======== 文書抜粋

スターシップの打上げ施設としてスターベースの稼働が本格化したのは2021年春で、夏には高さ146mの発射塔の工事が始まり、2022年にはFAAのスターベースに関する環境影響調査の最初の段階が終了し、SpaceXはラプターエンジンの燃焼試験やスターシップ/スーパーヘビーの打上げ許可を獲得しました。
2022年の申請段階では、スターシップの機体は高さ50m、直径9m、6基のラプターエンジンを搭載し、1,500トンの推進剤を搭載するという設計でした。スーパーヘビーブースターは高さ71m、直径9m、ラプターエンジンは37基、推進剤搭載量は3,700トンでした。このスペックで、年間にスターシップの弾道飛行を5回(日中4回、夜間1回)とスーパーヘビーの打上げを5回(日中4回、夜間1回)計画し、付近への通行規制に必要な時間は年間で500時間でした。5回の試験飛行をそれぞれ約4日間かけて行なう計画だったことがうかがえます。
こうして2023年4月、スターシップの本格的な飛行試験が始まり、スターベースは米国の新たなロケット射場としてさらに注目されることになりました。ただ、2023年の試験ではエンジンの熱で射点が大きく損傷する問題が起きています。修復には約1年を要し、2024年3月にスターベースはふたたび打上げ施設として使用できるようになりました。

================
======== データ抜粋

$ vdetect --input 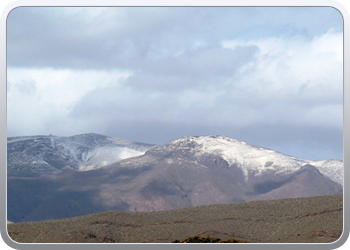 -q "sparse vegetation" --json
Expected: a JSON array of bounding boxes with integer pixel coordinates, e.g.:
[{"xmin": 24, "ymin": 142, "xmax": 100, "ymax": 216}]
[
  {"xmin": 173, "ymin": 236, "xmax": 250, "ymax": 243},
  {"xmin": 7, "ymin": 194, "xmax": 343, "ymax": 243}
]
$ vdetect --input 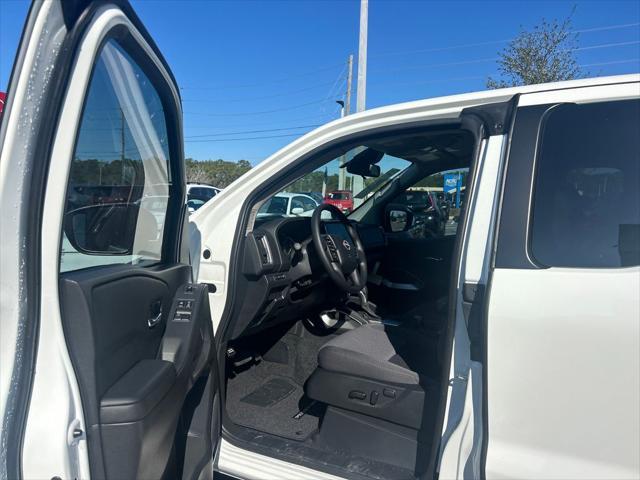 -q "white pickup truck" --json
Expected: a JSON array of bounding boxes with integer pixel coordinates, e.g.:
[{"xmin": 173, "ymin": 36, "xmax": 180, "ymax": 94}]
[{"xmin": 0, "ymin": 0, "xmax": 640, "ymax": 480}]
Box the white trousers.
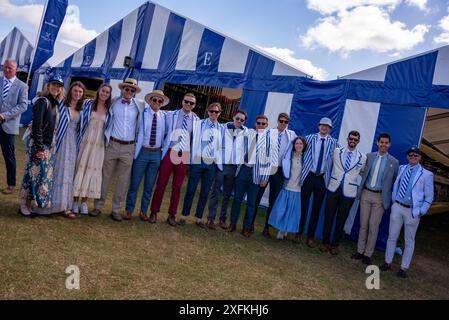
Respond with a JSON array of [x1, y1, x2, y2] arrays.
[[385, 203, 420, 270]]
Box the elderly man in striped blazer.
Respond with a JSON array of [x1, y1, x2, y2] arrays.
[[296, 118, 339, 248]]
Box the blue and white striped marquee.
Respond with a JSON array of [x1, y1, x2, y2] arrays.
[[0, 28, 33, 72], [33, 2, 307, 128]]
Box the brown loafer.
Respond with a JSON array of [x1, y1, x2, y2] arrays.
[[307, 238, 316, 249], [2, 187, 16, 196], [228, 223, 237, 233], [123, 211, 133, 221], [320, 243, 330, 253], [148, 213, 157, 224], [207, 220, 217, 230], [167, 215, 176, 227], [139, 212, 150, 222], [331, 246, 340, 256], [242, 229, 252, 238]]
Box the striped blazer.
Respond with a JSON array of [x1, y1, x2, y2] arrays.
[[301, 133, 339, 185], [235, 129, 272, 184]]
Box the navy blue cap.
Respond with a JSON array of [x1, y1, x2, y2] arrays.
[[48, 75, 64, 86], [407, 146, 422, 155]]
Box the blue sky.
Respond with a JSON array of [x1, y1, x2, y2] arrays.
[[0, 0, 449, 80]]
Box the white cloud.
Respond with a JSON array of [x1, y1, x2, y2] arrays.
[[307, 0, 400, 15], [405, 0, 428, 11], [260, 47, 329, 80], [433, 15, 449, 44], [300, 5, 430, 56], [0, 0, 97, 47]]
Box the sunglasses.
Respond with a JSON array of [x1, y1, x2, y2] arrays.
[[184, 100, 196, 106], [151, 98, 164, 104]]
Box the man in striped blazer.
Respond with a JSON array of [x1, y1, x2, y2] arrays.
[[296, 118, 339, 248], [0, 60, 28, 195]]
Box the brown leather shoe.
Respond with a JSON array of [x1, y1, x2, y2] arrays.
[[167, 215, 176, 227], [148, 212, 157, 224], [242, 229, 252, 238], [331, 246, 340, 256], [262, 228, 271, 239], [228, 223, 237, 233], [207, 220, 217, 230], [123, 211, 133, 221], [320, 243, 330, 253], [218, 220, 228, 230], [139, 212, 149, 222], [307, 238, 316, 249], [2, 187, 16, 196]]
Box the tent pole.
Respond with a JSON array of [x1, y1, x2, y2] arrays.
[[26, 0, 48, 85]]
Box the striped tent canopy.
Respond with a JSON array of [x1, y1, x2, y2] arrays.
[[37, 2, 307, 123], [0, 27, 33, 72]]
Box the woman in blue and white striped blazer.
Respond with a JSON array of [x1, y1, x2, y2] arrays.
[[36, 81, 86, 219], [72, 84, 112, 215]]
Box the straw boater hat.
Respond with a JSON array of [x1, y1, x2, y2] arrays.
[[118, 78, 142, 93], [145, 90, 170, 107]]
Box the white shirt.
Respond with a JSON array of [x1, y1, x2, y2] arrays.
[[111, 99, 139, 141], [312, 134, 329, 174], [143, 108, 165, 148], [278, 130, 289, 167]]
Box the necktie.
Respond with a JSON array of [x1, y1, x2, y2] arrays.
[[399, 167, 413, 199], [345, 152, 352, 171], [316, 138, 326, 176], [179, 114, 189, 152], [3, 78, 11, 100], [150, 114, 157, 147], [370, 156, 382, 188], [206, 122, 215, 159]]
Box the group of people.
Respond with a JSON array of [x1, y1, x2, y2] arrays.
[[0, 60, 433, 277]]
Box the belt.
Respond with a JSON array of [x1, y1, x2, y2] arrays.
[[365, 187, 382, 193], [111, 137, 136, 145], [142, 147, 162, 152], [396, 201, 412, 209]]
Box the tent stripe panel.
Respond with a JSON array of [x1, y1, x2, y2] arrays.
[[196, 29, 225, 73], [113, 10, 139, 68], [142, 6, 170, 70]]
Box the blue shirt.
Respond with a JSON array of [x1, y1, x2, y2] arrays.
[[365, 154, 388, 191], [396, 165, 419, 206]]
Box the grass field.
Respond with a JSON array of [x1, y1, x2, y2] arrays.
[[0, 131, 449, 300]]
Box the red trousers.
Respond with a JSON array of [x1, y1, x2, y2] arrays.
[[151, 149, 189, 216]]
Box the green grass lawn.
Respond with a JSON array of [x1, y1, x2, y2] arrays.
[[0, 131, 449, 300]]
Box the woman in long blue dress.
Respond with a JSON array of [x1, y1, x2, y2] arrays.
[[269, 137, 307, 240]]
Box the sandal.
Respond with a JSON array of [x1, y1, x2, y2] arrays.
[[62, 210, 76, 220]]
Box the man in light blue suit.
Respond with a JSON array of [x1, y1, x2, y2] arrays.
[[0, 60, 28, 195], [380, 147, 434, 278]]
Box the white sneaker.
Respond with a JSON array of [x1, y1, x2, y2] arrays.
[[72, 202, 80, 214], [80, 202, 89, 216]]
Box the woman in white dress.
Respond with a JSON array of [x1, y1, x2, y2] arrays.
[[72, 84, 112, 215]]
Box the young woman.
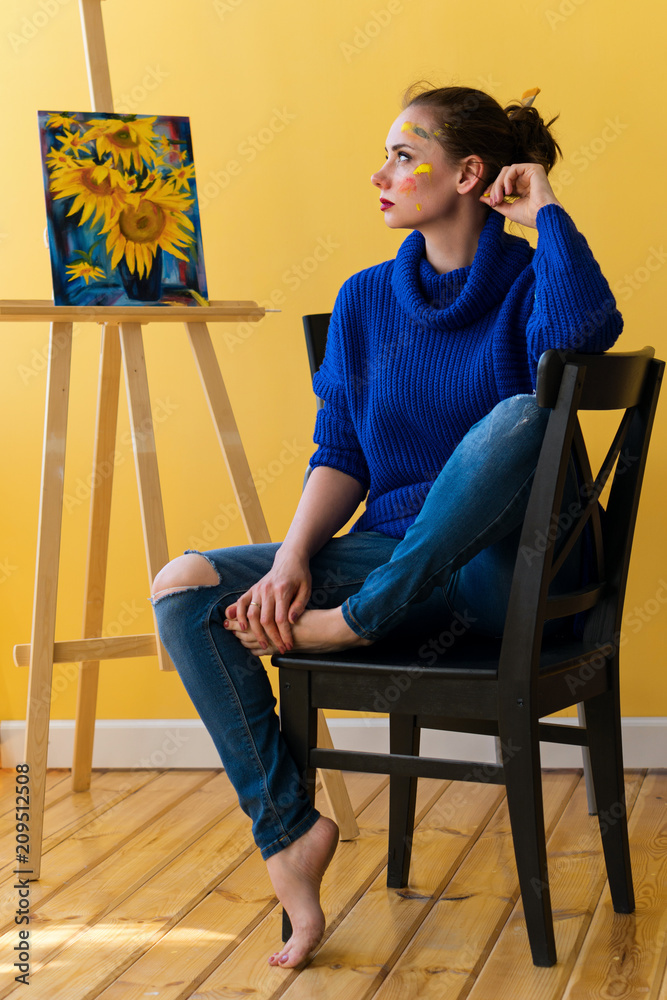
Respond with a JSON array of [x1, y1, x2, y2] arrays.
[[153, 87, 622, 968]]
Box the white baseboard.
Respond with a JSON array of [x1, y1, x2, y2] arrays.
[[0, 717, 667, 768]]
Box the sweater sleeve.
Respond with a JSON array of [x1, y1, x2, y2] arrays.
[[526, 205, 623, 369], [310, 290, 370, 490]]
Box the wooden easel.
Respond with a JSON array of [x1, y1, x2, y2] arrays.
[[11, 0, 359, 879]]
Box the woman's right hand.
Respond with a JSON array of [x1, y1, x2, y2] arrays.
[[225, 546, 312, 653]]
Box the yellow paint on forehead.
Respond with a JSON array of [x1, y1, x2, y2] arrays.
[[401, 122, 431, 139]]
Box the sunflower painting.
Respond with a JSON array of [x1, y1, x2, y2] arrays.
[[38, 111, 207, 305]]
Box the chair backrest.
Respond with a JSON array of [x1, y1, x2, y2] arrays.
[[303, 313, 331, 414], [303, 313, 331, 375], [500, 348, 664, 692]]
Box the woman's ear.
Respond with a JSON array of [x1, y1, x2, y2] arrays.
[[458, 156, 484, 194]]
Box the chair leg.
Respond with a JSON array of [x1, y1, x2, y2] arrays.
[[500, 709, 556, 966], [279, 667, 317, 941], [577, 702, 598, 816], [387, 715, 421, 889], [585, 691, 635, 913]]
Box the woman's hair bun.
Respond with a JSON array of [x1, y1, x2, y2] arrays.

================

### 練習問題
- 1) スターベースの文書抜粋によると、スターベースがふたたび打上げ施設として使用できるようになったのが2024年3月になったのはなぜか。1～3文で説明しなさい。
- 2) スターベースの文書抜粋では、2022年の申請段階でスーパーヘビーブースターに搭載するとされたラプターエンジンは何基か。
- 3) スターベースの文書抜粋の最後の文に続けて、本文を書き進めなさい。

### 解答例
- 1) 2023年の試験で、エンジンの熱により射点が大きく損傷したためである。その修復に約1年を要したので、使用再開は2024年3月となった。

- 2) 37基。

- 3)
エンジンの熱の課題を克服するために大量の放水を行なって冷却するシステムが導入されていますが、打上げ後の排水が周囲の環境に入ることがあります。周辺の湿地帯保護の観点から、排水の処理に対する疑問の声も上がっています。
2024年9月の第6回スターシップ飛行試験では、発射塔の真価が明らかになりました。発射塔は「Integration Tower」の名の通り、スターシップとブースターの統合と打上げの拠点となります。それだけでなく、飛行後に射点へ帰還した1段ブースターを空中でキャッチする回収施設としての役割を持っています。
通称「メカジラ」と呼ばれるタワーは一対のロボットアームで帰還後の1段ブースターを空中でキャッチすることに成功しました。回収後に整備して次の打上げに備えて射点へ設置する役割も持っています。
スペースシップ、ブースターが共にスターベースから打ち上げられ、飛行してまたスターベースへ帰還し、発射塔で回収されて整備、次の飛行へというSpaceXが目指すシステムのあり方がスターベースの開発にも反映されているのです。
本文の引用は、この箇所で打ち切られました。